::: Record excerpts :::

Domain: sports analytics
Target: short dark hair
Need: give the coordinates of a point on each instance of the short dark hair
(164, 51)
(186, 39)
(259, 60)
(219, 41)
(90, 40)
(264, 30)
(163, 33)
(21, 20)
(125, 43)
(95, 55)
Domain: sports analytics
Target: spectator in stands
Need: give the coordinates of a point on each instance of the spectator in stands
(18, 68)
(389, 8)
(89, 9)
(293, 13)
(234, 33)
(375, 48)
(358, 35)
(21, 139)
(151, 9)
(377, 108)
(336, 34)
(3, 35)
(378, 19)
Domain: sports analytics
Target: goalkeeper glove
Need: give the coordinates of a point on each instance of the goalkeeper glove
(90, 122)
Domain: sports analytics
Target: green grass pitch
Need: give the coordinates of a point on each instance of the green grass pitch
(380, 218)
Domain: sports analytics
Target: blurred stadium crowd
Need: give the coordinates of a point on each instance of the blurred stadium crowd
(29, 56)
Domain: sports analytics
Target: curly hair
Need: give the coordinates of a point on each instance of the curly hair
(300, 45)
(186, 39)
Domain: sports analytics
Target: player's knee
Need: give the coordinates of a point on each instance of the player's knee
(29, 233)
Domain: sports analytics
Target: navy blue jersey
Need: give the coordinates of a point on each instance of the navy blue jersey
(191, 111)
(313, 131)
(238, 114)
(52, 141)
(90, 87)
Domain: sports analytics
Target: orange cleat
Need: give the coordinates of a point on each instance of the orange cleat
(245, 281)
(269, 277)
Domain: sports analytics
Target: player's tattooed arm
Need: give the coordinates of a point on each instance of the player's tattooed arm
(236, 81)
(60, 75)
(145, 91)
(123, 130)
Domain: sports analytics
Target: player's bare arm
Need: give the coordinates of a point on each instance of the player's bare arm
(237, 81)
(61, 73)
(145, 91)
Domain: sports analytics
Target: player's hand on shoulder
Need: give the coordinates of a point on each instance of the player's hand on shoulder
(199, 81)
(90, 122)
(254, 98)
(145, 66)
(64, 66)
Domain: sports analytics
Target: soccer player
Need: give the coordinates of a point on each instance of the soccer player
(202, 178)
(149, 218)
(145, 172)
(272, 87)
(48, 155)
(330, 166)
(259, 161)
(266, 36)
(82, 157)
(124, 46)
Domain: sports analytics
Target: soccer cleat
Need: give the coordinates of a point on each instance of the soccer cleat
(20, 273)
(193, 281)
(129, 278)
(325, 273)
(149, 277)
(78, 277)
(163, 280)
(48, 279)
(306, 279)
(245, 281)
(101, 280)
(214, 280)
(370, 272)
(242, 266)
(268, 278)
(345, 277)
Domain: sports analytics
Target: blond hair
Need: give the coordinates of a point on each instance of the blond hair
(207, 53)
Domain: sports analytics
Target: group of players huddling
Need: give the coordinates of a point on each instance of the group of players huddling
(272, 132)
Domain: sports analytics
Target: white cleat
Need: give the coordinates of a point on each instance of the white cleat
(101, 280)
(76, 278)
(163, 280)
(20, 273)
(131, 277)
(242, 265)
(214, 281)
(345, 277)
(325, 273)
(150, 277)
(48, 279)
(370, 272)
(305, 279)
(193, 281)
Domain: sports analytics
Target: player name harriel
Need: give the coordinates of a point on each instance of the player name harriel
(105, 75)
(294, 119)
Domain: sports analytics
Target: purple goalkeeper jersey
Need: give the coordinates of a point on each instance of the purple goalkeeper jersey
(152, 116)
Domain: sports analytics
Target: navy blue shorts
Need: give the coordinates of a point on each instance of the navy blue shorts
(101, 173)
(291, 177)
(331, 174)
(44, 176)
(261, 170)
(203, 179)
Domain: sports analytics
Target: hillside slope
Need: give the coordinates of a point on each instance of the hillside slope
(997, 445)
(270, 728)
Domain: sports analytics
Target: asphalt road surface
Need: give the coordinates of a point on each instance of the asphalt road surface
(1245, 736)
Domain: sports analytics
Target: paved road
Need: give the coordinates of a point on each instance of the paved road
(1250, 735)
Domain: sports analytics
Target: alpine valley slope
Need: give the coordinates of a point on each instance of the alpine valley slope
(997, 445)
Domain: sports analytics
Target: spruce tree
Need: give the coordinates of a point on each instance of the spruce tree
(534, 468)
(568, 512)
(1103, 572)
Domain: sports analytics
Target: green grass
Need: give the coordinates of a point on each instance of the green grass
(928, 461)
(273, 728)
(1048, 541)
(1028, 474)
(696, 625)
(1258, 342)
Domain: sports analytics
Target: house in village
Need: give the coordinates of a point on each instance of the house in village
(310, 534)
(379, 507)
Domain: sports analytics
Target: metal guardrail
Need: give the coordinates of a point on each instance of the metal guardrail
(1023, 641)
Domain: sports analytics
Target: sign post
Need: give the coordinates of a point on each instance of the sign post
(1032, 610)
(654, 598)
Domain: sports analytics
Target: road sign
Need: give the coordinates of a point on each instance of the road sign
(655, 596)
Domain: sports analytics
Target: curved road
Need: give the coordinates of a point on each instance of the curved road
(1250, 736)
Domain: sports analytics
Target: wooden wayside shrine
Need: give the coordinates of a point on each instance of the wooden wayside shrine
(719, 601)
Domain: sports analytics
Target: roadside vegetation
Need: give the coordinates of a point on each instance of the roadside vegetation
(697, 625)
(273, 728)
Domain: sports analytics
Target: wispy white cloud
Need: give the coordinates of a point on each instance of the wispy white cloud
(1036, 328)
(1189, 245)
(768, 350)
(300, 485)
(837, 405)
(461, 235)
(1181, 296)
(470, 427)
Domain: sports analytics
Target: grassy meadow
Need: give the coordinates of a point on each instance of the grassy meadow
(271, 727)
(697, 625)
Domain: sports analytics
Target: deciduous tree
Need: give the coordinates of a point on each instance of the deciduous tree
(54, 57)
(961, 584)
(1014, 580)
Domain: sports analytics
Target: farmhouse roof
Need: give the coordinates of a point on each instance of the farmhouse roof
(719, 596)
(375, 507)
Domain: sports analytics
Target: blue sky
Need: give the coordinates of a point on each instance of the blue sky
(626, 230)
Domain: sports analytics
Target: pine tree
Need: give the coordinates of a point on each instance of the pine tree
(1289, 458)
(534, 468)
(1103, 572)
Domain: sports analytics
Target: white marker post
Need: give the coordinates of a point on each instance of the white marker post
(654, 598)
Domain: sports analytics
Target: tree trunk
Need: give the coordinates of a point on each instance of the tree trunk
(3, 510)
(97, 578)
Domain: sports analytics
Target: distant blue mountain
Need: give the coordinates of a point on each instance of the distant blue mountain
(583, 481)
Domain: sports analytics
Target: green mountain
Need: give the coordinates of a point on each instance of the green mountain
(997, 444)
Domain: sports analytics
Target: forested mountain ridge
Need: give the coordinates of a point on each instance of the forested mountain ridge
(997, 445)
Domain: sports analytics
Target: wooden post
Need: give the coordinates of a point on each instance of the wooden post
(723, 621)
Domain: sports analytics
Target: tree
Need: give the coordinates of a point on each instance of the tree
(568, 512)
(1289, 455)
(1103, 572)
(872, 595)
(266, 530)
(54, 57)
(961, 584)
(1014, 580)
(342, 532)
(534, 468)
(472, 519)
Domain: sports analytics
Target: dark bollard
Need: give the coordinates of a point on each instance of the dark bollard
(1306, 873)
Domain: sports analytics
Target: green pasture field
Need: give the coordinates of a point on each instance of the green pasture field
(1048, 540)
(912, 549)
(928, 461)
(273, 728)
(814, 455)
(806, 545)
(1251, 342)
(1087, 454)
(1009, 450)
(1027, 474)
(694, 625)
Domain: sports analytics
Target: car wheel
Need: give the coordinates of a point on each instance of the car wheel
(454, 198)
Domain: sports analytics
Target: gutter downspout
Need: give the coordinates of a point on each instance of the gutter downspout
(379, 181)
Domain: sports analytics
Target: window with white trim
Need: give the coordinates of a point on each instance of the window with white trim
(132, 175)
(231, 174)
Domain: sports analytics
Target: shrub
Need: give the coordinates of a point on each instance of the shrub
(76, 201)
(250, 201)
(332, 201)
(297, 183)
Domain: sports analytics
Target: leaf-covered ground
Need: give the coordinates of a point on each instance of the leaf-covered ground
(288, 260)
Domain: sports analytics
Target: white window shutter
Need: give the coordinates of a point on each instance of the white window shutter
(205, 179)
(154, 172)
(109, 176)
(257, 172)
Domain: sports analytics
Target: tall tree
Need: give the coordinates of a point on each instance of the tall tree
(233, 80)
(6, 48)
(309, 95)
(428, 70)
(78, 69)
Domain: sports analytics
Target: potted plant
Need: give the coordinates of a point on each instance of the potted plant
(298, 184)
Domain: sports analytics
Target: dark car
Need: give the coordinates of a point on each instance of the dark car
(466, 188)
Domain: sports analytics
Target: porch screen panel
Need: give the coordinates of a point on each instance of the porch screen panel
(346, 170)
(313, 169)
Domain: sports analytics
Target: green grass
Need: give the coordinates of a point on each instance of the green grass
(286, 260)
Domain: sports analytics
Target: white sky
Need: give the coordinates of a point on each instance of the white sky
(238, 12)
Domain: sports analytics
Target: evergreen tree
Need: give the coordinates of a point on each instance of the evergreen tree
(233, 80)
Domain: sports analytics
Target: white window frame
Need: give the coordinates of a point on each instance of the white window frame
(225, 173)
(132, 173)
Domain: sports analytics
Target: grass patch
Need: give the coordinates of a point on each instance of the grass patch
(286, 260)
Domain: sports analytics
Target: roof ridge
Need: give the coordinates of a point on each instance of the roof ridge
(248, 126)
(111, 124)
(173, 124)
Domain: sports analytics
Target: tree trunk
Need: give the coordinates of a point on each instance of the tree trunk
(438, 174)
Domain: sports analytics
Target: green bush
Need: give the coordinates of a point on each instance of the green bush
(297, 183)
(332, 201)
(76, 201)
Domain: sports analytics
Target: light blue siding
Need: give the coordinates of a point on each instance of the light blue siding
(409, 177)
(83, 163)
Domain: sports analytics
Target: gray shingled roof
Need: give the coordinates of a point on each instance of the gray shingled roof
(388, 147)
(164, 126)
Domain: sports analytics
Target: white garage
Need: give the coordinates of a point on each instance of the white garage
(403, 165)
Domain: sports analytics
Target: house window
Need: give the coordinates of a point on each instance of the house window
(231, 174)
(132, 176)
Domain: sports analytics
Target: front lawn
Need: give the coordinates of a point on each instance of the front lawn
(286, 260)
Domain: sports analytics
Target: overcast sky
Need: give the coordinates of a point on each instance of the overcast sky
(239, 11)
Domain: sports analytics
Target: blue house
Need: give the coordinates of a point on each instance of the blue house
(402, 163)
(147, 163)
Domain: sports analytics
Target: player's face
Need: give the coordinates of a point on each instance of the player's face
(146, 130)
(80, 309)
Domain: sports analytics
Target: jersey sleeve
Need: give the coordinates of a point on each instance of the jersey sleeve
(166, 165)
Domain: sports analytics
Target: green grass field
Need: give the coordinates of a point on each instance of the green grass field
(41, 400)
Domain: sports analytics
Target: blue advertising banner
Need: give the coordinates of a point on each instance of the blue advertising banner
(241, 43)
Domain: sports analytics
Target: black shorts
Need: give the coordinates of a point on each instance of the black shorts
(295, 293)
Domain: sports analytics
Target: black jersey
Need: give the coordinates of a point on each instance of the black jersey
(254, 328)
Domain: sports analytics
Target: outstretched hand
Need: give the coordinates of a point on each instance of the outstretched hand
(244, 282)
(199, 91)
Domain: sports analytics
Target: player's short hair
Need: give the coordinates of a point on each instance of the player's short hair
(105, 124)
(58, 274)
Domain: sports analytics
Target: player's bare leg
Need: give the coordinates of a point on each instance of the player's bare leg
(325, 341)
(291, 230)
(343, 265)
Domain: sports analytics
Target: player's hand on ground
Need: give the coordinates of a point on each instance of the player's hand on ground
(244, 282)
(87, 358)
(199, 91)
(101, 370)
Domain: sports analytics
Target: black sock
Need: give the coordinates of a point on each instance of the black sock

:::

▶ _Work item_
Each line from the top of the records down to the one with "Target: orange cleat" must be retyped exactly; include both ends and nothing else.

▶ _Answer for this exercise_
Domain: sports analytics
Target: short dark hair
Need: give the coordinates of a point on each instance of the short dark hair
(164, 51)
(186, 39)
(259, 60)
(219, 41)
(90, 40)
(264, 30)
(163, 33)
(21, 20)
(125, 43)
(95, 55)
Domain: sports analytics
Target: spectator in stands
Need: give the coordinates of a point on each instance of the spectator in stands
(18, 68)
(389, 8)
(89, 9)
(293, 13)
(234, 33)
(375, 48)
(358, 35)
(21, 139)
(151, 9)
(377, 108)
(336, 34)
(3, 35)
(378, 19)
Domain: sports analytics
Target: goalkeeper glove
Need: give the coordinates of a point on each instance of the goalkeeper glove
(90, 122)
Domain: sports analytics
Target: green grass pitch
Need: give the coordinates of a point on each instance of the green grass pitch
(380, 218)
Domain: sports analytics
Target: blurred stadium crowd
Need: give the coordinates of a point on each instance of the blurred stadium crowd
(29, 56)
Domain: sports analytics
Target: curly hair
Need: give the coordinates of a point on each instance of the curly hair
(300, 45)
(186, 39)
Domain: sports analytics
Target: player's knee
Need: give the coordinates of a point on each instance of the player's knee
(29, 233)
Domain: sports analytics
Target: navy blue jersey
Need: give the coordinates of a point on each instance of the navy blue jersey
(191, 111)
(313, 131)
(238, 114)
(52, 141)
(90, 87)
Domain: sports analytics
Target: orange cleat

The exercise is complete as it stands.